Exercise objective =>
Which lines of the data below contain "concrete"? Please show them all.

━━━━━ Records supplied

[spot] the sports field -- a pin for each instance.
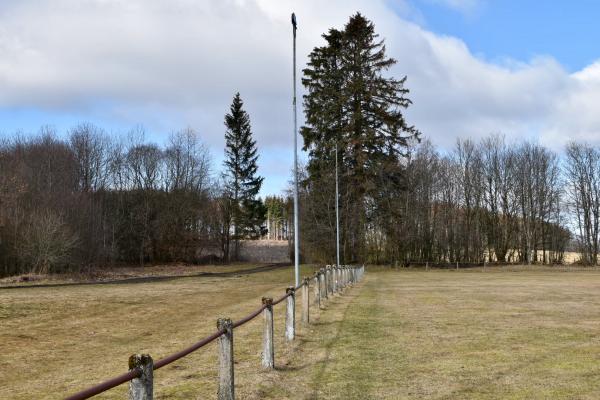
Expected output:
(467, 334)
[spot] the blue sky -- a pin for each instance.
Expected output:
(521, 30)
(475, 67)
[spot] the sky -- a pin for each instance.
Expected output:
(525, 69)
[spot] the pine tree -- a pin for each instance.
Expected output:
(350, 102)
(242, 181)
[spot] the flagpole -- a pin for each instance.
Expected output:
(296, 222)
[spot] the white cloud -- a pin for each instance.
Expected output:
(169, 64)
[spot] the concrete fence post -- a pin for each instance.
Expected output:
(226, 380)
(141, 388)
(317, 291)
(290, 314)
(305, 303)
(334, 283)
(268, 356)
(346, 274)
(322, 284)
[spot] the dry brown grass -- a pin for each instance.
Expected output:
(498, 334)
(122, 272)
(56, 341)
(531, 334)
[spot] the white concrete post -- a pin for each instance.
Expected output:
(334, 287)
(268, 355)
(226, 380)
(290, 314)
(305, 303)
(141, 388)
(322, 283)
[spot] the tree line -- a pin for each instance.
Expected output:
(401, 200)
(94, 199)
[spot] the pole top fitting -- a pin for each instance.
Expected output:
(139, 360)
(224, 324)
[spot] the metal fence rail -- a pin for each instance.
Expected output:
(327, 281)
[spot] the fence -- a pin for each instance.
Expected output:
(326, 282)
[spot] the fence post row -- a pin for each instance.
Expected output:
(290, 314)
(322, 287)
(305, 303)
(268, 356)
(335, 279)
(226, 379)
(316, 289)
(141, 388)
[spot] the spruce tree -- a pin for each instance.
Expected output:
(242, 181)
(352, 103)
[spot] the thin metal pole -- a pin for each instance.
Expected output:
(296, 223)
(337, 211)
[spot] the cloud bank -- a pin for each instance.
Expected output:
(170, 64)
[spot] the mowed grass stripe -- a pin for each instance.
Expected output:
(455, 335)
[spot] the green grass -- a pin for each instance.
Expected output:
(521, 334)
(457, 335)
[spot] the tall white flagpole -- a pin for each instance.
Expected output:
(296, 223)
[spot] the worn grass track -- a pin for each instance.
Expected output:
(454, 335)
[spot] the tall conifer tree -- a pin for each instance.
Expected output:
(242, 181)
(350, 101)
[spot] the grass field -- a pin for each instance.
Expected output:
(524, 334)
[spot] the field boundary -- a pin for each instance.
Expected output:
(326, 282)
(157, 278)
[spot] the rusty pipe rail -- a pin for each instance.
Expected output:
(123, 378)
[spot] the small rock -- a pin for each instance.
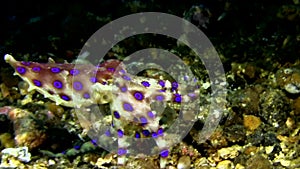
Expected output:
(21, 153)
(226, 164)
(184, 162)
(251, 122)
(258, 161)
(229, 152)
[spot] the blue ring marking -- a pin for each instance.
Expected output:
(174, 85)
(120, 133)
(93, 79)
(55, 70)
(65, 97)
(77, 147)
(138, 96)
(146, 133)
(116, 114)
(150, 114)
(21, 70)
(154, 135)
(74, 72)
(160, 132)
(57, 84)
(126, 77)
(37, 82)
(86, 96)
(110, 69)
(108, 133)
(36, 69)
(123, 89)
(145, 83)
(127, 107)
(143, 120)
(161, 83)
(25, 63)
(77, 85)
(94, 142)
(122, 71)
(177, 98)
(137, 135)
(122, 151)
(159, 98)
(164, 153)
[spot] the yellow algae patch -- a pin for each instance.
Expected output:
(251, 122)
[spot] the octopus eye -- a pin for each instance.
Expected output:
(138, 96)
(127, 107)
(21, 70)
(55, 70)
(57, 84)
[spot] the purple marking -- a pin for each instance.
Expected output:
(55, 69)
(110, 69)
(74, 72)
(192, 94)
(126, 77)
(159, 98)
(122, 71)
(94, 142)
(145, 83)
(108, 133)
(93, 79)
(150, 114)
(57, 84)
(137, 135)
(160, 132)
(122, 151)
(146, 133)
(37, 83)
(77, 147)
(116, 114)
(36, 69)
(86, 95)
(138, 96)
(25, 63)
(161, 83)
(177, 98)
(127, 107)
(123, 89)
(164, 153)
(120, 133)
(174, 85)
(154, 135)
(143, 120)
(162, 90)
(77, 85)
(64, 97)
(21, 70)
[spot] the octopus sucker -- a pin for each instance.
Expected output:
(130, 97)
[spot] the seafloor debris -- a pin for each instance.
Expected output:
(135, 102)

━━━━━━━━━━

Answer =>
[spot] the concrete fence post -- a pin for each instance.
[spot] the white concrete post -- a pin for each instance.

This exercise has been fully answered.